-- WHAT TO WORK ON --
Reproduce the following lines without any changes.

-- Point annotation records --
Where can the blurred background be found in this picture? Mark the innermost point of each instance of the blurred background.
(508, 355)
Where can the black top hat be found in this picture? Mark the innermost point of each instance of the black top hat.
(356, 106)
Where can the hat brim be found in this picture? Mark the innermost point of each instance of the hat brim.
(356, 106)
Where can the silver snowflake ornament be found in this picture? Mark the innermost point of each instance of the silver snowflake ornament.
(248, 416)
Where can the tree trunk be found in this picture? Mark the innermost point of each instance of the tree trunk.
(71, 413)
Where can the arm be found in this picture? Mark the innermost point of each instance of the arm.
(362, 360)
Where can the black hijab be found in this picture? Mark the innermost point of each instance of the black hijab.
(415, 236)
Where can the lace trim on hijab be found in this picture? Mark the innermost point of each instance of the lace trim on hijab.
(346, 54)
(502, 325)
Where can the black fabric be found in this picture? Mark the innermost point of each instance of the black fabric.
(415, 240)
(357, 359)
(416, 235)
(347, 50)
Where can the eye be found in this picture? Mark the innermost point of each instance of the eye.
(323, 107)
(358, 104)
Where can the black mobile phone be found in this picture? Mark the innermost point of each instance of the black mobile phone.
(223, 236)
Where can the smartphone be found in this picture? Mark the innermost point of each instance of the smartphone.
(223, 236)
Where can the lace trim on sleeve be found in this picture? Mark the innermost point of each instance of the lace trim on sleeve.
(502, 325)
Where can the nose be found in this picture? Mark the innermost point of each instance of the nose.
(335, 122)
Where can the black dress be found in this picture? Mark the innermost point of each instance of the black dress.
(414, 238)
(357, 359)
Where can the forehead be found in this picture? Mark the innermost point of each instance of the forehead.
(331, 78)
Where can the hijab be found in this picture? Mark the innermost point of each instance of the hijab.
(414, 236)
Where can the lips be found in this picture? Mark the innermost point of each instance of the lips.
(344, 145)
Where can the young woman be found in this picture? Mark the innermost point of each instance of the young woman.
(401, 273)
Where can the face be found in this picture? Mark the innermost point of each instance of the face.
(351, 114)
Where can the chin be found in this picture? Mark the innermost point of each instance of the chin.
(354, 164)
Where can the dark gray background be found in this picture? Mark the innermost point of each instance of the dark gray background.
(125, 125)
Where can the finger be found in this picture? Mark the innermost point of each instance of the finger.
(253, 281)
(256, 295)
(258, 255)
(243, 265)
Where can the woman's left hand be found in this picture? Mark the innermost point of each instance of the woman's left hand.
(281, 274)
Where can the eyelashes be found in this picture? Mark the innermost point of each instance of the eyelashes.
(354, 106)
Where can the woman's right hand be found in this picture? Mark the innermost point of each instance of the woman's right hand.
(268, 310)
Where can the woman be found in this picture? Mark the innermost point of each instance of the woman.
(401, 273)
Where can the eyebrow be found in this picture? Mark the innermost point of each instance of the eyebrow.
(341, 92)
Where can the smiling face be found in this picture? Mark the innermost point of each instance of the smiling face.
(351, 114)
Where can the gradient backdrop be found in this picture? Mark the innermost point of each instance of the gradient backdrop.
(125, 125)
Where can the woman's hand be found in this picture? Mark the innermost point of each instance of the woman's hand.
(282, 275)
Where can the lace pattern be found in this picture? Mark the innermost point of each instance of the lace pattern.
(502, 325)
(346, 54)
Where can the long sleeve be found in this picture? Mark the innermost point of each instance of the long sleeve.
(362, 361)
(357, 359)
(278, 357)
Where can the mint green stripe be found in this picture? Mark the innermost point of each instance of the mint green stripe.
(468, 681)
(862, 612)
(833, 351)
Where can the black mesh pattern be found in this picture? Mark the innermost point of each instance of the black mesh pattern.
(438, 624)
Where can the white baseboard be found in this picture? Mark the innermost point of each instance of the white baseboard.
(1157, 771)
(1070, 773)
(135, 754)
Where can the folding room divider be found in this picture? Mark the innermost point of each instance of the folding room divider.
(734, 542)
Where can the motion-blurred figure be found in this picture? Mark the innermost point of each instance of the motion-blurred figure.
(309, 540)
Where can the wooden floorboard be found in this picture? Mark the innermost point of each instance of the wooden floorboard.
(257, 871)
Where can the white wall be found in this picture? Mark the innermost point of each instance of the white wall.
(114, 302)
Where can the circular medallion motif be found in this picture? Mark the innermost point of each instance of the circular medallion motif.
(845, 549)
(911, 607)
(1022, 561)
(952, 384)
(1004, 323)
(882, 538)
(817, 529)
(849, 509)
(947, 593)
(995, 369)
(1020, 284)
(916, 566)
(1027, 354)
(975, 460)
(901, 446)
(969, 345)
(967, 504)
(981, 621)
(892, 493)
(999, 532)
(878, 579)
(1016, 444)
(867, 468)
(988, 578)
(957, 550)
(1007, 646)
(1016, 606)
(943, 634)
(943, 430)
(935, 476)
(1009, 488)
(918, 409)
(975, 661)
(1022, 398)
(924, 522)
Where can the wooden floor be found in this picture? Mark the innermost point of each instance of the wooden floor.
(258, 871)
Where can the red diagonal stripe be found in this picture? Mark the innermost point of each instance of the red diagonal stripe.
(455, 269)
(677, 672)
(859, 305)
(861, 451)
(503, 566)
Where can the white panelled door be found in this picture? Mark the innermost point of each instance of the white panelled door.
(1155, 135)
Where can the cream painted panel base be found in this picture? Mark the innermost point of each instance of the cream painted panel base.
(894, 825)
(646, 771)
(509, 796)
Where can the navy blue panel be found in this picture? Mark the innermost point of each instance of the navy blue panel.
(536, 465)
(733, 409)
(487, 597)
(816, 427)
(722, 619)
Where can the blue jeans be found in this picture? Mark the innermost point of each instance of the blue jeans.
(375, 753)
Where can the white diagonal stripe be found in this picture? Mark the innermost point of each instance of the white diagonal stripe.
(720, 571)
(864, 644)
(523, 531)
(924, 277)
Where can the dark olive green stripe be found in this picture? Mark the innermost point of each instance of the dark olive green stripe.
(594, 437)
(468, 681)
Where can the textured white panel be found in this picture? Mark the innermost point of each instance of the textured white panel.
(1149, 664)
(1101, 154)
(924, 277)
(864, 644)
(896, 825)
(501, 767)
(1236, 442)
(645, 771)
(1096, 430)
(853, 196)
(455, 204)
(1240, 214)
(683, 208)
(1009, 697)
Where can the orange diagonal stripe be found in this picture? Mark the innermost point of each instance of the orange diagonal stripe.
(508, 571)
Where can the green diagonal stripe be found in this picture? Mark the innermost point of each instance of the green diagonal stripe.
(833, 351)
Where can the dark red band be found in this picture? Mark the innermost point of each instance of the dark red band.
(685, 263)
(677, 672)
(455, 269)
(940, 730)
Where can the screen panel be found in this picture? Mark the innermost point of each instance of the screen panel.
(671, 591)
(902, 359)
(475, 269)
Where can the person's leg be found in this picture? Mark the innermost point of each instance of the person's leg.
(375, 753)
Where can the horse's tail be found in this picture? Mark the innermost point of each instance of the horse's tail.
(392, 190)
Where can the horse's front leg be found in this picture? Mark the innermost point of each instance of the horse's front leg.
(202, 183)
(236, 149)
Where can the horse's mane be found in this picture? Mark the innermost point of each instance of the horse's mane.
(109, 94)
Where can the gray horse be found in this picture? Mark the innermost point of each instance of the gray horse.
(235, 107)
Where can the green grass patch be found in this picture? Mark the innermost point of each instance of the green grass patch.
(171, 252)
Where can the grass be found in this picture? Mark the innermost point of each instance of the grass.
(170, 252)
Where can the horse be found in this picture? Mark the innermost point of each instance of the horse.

-- SOLUTION FOR THIS TASK --
Where can the blurred background be found in this picture? Mark the innermost point of each instance of the blurred background.
(508, 355)
Where can the black top hat be found in this picture? Mark the innermost point of each instance of the black top hat.
(356, 106)
Where can the hat brim be found in this picture? Mark the innermost point of each instance of the hat brim.
(356, 106)
Where can the silver snowflake ornament be found in this picture? Mark the innermost point of each instance of the silver snowflake ornament.
(248, 416)
Where can the tree trunk be found in this picture? Mark the innermost point of each instance of the tree trunk.
(71, 413)
Where can the arm be found in this picture? Mark the innermost point of each instance of the arm.
(362, 360)
Where can the black hijab be found in this picture? Mark the innermost point of each instance of the black hijab.
(415, 236)
Where can the lace trim on hijab be found in this picture? Mark the innermost point of each instance of the lace trim on hijab.
(346, 54)
(502, 325)
Where can the black fabric be found in this picture? Mark the innermost point of each instance of the black fabric.
(415, 240)
(357, 359)
(416, 235)
(347, 50)
Where can the eye be found in this picture? Mark the innermost point of each instance of the eye.
(323, 107)
(358, 104)
Where can the black mobile phone be found in this picture? Mark the innermost point of each instance of the black mobile phone.
(223, 236)
Where can the smartphone be found in this picture? Mark the innermost point of each instance of the smartphone.
(223, 236)
Where can the lace trim on sleeve be found in this picture? Mark the innermost point of each instance of the lace trim on sleeve.
(502, 325)
Where can the nose be found in this picture? Mark the innermost point of each instance of the nose.
(335, 122)
Where can the black dress be found in this picture? Mark the innermost point of each instance of the black dress.
(414, 238)
(357, 359)
Where can the forehead be found in this picture? Mark the innermost point of each instance of the forehead.
(331, 78)
Where can the hijab be found in this picture? Mark the innermost point of each instance of the hijab.
(414, 236)
Where can the lips be found in this picture? Mark the innermost point of each instance of the lips.
(344, 145)
Where can the young woman be found in this picture? Mark the innermost point of each instance of the young woman.
(401, 273)
Where can the face be found in this picture? Mark the innermost point of each instance of the face.
(351, 114)
Where can the chin be found in this picture? Mark the innermost point of each instance of the chin.
(354, 164)
Where can the dark gray background be found in this picture? Mark the innermost point of each instance of the dark gray background.
(125, 125)
Where can the finger be found in this picture? Mark the innermost point of each instance of the finger.
(253, 281)
(256, 295)
(258, 255)
(243, 265)
Where can the woman's left hand be found in this picture? Mark the innermost point of each instance of the woman's left hand.
(281, 274)
Where can the eyelashes be found in this picture? Mark the innermost point of each instance of the eyelashes.
(354, 106)
Where can the woman's right hand be found in this picture? Mark the innermost point of each instance of the woman's right hand.
(268, 310)
Where can the woman be found in this picture? Mark the innermost point of each instance of the woman.
(401, 273)
Where can the eyebrow be found in this picture? Mark the innermost point of each instance of the eyebrow.
(341, 92)
Where can the smiling face be found in this picture? Mark the innermost point of each instance of the smiling face.
(351, 114)
Where can the gradient backdrop be found in this picture? Mark the innermost point of each instance of the gradient backdrop.
(125, 125)
Where can the woman's hand be found in this picture? Mark the innermost point of each instance of the woman's hand.
(282, 275)
Where can the lace pattern be found in this picture? Mark the innermost point of each instance of the lace pattern.
(502, 325)
(346, 54)
Where can the long sleeve be found in this picture? Mark the innermost point of each instance of the long sleeve.
(362, 361)
(357, 359)
(278, 357)
Where can the mint green stripe be found in this picture? Mark the innermost point of each instance of the mint green stripe.
(468, 681)
(862, 612)
(833, 351)
Where can the black mesh pattern be found in this picture? Mark the innermost point of each instance of the black mesh pattern.
(438, 624)
Where can the white baseboard be found in this picture? Mark the innermost point of each instance of the white baseboard.
(1157, 771)
(1070, 773)
(135, 754)
Where can the folding room divider be found in this picture? Mark the innermost point of each instance of the folding room divider.
(734, 542)
Where can the motion-blurred figure be found in this picture? Mark the innermost point of each instance of the motion-blurred figure.
(309, 540)
Where can the wooden floorboard be found in this picture? Mark the innermost point of each instance of the wooden floorboard.
(257, 871)
Where can the white wall be found in this picture? Mark the innermost point of each instance of the white wall.
(114, 302)
Where can the circular medallion motif be found in this picture? Mark the innermost point of each instance of the circular medallion motif.
(845, 549)
(911, 607)
(1022, 561)
(952, 384)
(1004, 323)
(882, 538)
(817, 529)
(849, 509)
(947, 593)
(995, 369)
(1020, 284)
(916, 566)
(1027, 354)
(975, 460)
(901, 446)
(969, 345)
(967, 504)
(981, 621)
(892, 493)
(999, 532)
(878, 579)
(1016, 444)
(867, 468)
(988, 578)
(957, 550)
(1007, 646)
(1016, 606)
(943, 634)
(943, 430)
(935, 476)
(1009, 488)
(918, 409)
(975, 661)
(1022, 398)
(924, 522)
Where can the wooden floor be found in this picture? Mark the innermost point of each instance of the wooden floor.
(258, 871)
Where can the red diagonal stripe be found in this picture? Mark the innermost point of each instance of the red diagonal stripe.
(455, 269)
(677, 672)
(859, 305)
(861, 451)
(503, 566)
Where can the white panelled door be found in this picture? Mark the innermost point of each instance of the white panelled door.
(1155, 135)
Where can the cream painted panel base be found in this picture? Mark the innermost point of each instance of the cream painted panel base.
(894, 825)
(646, 771)
(509, 796)
Where can the navy blue panel be found in this picture? Mark the innermost point of each instance of the navy blue panel.
(536, 465)
(733, 409)
(487, 597)
(816, 427)
(722, 619)
Where can the blue jeans be found in this picture? Mark the innermost point of each instance of the blue jeans.
(375, 753)
Where can the white diagonal stripe be found in this picture? Mark the innermost point of each instance of the white diagonal stripe.
(720, 571)
(864, 644)
(523, 531)
(924, 277)
Where can the dark olive green stripe be found in this picture? Mark the innermost point of each instance of the dark olive green stripe.
(594, 437)
(468, 681)
Where can the textured white panel be found in this picture? Mark the innermost point of each instance of the textured white panel.
(1149, 664)
(1101, 154)
(924, 277)
(864, 644)
(896, 825)
(501, 767)
(1236, 442)
(645, 771)
(1096, 430)
(853, 196)
(455, 204)
(1240, 214)
(683, 208)
(1009, 697)
Where can the orange diagonal stripe be found in this picture? Mark the innermost point of each instance of the orange diagonal stripe.
(508, 571)
Where can the green diagonal stripe be found in this picture? Mark the innermost point of each instance of the green diagonal stripe.
(833, 351)
Where can the dark red band be found in this picture? Mark the innermost point of each instance of the dark red band.
(685, 263)
(677, 672)
(455, 269)
(940, 730)
Where can the screen panel be found in this picture? Mark the innermost point of each instance of the screen panel.
(671, 591)
(902, 359)
(475, 269)
Where can the person's leg be found in this picture? Mark the innermost point of each instance of the person's leg.
(375, 753)
Where can the horse's tail be found in this picture? Mark the innermost point of each instance of the horse's tail.
(392, 190)
Where can the horse's front leg be found in this picture? Mark the innermost point of each instance of the horse's front leg.
(202, 183)
(236, 149)
Where can the horse's mane be found in this picture? Mark the innermost point of each instance of the horse's mane.
(109, 94)
Where can the gray horse be found in this picture? Mark the innermost point of each instance of the gray horse.
(235, 107)
Where can the green grass patch be found in this picture? Mark the innermost point of each instance of the green grass patch.
(171, 252)
Where can the grass be found in this picture? Mark the innermost point of each instance of the grass.
(170, 252)
Where can the horse be found in this picture? Mark the innermost point of each instance of the horse.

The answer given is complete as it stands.